## MATERIAL

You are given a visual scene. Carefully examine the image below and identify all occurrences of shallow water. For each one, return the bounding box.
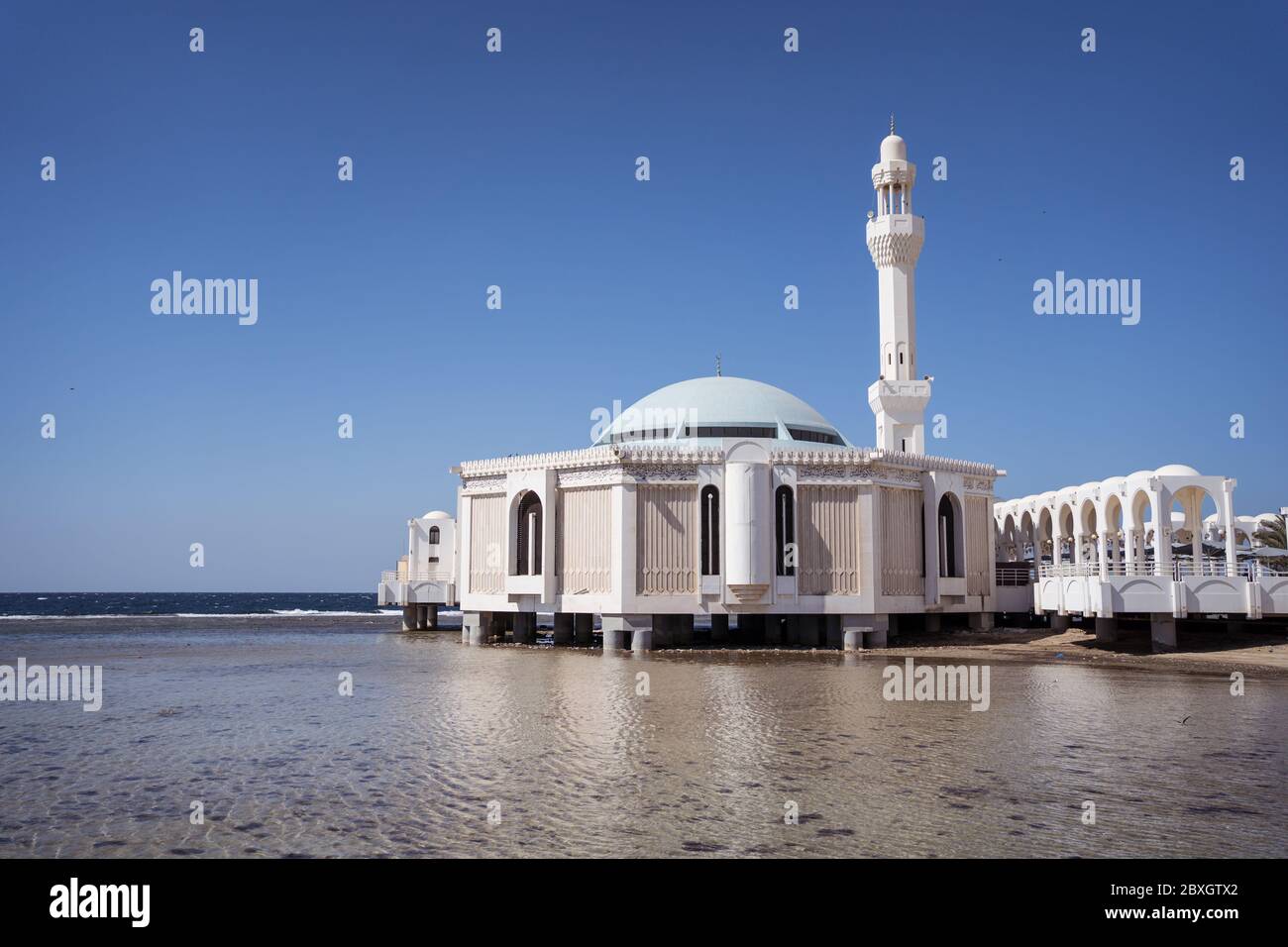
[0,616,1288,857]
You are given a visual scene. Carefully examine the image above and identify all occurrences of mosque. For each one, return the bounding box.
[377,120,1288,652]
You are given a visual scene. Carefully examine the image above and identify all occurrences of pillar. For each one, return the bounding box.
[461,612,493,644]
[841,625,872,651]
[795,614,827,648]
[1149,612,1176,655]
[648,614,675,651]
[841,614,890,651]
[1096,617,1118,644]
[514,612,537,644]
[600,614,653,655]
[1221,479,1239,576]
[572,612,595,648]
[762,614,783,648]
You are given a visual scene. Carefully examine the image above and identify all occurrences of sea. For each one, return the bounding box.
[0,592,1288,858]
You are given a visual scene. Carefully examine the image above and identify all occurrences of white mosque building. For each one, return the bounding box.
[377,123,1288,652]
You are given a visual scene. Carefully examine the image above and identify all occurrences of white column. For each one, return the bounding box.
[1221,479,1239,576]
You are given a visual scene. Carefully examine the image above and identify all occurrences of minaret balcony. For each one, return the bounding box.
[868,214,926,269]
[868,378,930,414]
...
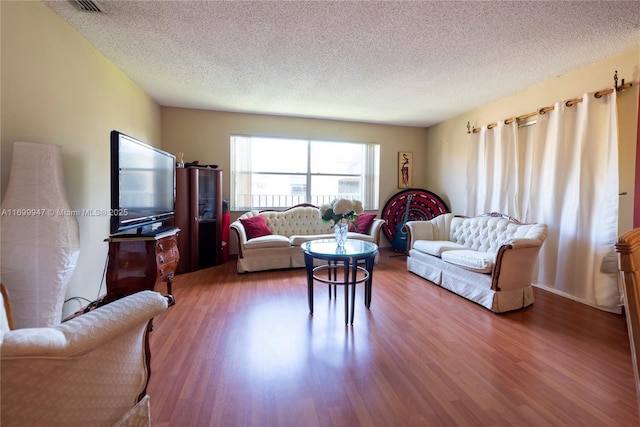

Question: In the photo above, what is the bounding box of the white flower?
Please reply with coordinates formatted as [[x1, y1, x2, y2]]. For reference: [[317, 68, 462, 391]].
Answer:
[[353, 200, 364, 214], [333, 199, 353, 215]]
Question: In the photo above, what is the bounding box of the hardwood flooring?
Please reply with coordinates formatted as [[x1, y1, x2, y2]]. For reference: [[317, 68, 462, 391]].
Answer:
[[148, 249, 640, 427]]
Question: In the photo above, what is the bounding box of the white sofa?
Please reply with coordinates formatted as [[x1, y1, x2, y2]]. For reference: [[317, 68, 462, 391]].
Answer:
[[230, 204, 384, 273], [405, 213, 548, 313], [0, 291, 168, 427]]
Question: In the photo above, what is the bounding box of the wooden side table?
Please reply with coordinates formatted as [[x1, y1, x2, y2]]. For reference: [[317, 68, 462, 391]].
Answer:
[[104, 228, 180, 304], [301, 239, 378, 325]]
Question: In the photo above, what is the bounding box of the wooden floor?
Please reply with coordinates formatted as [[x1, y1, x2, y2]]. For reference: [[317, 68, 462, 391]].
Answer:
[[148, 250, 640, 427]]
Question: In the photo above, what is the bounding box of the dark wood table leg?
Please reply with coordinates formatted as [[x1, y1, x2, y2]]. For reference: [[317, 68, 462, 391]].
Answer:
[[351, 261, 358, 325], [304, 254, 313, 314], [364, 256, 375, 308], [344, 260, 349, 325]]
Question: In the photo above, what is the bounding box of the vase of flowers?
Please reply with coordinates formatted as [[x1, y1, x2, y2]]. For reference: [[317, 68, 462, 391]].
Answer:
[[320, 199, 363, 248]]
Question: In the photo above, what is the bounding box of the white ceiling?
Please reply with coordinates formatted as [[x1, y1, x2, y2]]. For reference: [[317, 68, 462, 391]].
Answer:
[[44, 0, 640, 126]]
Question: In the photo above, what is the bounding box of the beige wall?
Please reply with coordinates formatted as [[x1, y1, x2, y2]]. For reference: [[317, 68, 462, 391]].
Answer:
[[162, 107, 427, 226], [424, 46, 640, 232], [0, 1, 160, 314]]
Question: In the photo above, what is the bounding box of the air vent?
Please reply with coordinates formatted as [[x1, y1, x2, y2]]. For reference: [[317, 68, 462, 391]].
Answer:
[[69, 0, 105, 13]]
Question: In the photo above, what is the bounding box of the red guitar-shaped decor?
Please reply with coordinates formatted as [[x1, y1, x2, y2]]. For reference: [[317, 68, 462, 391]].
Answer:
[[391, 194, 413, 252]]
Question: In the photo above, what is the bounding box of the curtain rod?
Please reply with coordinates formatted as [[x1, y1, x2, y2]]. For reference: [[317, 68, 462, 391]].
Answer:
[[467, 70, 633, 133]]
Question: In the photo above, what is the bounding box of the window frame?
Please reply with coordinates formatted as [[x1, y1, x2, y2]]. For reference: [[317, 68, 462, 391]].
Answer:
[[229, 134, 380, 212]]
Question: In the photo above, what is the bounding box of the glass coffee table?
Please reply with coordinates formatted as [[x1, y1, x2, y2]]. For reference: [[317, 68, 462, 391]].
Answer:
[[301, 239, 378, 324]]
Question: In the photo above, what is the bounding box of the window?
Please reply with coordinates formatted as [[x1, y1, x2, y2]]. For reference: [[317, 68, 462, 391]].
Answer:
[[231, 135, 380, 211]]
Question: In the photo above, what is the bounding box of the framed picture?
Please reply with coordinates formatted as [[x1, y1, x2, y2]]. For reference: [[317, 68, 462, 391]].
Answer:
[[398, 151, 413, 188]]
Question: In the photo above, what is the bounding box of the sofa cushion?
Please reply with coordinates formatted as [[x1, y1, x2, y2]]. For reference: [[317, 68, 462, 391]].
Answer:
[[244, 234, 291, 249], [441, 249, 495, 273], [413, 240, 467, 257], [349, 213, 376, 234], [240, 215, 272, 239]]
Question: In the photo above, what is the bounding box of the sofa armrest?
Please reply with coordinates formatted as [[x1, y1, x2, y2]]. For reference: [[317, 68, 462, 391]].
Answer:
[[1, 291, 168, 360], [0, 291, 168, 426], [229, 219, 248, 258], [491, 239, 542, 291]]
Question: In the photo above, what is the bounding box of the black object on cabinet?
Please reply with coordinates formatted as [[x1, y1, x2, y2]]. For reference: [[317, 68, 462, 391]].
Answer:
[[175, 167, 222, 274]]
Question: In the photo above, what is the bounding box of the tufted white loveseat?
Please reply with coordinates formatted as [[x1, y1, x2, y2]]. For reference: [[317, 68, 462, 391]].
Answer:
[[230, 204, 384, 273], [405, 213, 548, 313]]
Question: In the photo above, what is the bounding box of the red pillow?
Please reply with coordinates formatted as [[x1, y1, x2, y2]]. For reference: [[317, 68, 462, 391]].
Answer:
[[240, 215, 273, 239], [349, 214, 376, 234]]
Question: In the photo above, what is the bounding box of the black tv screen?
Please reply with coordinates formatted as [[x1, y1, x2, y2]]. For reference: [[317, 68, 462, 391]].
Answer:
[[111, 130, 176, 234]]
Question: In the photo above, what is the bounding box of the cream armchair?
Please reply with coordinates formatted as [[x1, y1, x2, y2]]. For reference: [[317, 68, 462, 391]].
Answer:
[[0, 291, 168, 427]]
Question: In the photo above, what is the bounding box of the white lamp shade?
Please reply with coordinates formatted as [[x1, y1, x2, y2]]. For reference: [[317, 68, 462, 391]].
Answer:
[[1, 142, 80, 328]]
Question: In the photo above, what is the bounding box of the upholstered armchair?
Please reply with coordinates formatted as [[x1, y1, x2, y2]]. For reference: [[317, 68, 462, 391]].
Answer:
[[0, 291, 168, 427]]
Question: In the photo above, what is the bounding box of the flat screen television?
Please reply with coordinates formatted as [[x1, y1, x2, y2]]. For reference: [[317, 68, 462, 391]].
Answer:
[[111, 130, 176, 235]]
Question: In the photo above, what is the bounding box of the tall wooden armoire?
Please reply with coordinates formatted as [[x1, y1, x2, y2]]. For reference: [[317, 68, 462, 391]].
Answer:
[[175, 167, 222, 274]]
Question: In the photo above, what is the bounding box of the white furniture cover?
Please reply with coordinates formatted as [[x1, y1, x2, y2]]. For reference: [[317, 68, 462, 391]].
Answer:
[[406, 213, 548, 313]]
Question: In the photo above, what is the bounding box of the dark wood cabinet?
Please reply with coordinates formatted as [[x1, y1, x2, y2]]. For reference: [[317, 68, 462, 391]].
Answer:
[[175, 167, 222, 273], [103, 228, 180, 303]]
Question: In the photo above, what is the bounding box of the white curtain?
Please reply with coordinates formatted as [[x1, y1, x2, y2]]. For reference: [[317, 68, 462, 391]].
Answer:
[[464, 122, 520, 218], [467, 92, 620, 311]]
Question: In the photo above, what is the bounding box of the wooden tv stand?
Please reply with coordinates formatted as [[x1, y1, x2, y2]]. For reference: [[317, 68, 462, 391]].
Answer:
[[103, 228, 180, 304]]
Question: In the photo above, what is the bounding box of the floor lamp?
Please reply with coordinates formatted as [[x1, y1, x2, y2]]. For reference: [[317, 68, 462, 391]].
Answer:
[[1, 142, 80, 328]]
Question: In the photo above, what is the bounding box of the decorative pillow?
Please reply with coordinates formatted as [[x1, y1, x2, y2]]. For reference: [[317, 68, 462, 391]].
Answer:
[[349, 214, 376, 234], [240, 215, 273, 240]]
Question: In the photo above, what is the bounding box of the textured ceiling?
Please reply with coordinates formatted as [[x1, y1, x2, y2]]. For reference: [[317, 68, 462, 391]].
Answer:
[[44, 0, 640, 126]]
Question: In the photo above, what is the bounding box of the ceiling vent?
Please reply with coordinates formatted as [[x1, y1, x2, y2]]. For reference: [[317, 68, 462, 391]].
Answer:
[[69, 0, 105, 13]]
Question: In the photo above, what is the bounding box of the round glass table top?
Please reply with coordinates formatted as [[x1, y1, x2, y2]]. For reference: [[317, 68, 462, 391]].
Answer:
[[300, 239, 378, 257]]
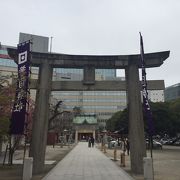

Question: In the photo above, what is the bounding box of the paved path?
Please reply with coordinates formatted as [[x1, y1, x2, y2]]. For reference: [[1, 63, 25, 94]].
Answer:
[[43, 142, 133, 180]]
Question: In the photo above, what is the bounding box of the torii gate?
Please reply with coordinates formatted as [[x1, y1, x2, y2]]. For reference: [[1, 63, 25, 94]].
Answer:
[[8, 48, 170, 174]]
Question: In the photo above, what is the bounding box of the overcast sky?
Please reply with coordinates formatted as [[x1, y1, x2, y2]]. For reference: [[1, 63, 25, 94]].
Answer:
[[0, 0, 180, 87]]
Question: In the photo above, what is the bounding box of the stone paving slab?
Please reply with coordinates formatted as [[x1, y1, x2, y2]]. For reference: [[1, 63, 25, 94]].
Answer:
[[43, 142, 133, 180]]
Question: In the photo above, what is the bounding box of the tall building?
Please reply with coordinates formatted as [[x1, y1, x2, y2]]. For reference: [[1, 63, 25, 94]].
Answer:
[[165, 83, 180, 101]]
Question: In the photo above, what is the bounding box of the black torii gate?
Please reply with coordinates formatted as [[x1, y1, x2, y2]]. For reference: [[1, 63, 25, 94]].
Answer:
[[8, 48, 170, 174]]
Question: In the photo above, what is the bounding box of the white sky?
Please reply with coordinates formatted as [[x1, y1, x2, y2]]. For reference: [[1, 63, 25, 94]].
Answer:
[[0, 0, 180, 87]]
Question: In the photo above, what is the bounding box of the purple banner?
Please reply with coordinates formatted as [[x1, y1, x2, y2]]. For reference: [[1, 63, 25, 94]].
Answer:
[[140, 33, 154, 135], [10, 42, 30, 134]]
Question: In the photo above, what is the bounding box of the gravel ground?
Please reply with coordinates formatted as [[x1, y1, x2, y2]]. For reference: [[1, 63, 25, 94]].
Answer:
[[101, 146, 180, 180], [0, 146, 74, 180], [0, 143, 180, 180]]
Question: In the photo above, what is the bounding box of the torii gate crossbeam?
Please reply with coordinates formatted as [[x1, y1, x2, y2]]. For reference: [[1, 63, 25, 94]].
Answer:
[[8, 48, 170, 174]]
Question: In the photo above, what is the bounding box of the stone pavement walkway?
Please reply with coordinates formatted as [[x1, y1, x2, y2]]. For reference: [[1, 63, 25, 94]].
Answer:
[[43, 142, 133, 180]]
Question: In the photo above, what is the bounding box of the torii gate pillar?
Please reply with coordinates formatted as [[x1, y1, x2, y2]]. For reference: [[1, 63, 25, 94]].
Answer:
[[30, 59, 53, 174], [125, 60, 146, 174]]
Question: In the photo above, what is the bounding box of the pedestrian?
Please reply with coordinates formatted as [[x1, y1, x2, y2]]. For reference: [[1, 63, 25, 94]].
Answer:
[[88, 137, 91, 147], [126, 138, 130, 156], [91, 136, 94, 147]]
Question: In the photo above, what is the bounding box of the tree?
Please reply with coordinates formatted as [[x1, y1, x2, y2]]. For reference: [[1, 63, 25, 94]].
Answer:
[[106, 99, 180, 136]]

## WHAT IS REQUIRED
Can you reproduce, character for character, the part of the items that begins with the line containing "white furniture cover?" and runs through the line containing "[[175, 167, 222, 273], [103, 228, 180, 303]]", both lines included?

## SOLVED PROBLEM
Question: In the photo above, what is the bounding box of the white furniture cover?
Please reply with coordinates formatted as [[x1, y1, x2, y2]]. For reference: [[317, 68, 462, 391]].
Answer:
[[406, 213, 548, 313]]
Question: In the photo above, what is the bounding box of the dark wood cabinet?
Please reply with coordinates formatted as [[x1, y1, x2, y2]]. For reference: [[317, 68, 462, 391]].
Answer:
[[175, 167, 222, 273], [103, 228, 180, 303]]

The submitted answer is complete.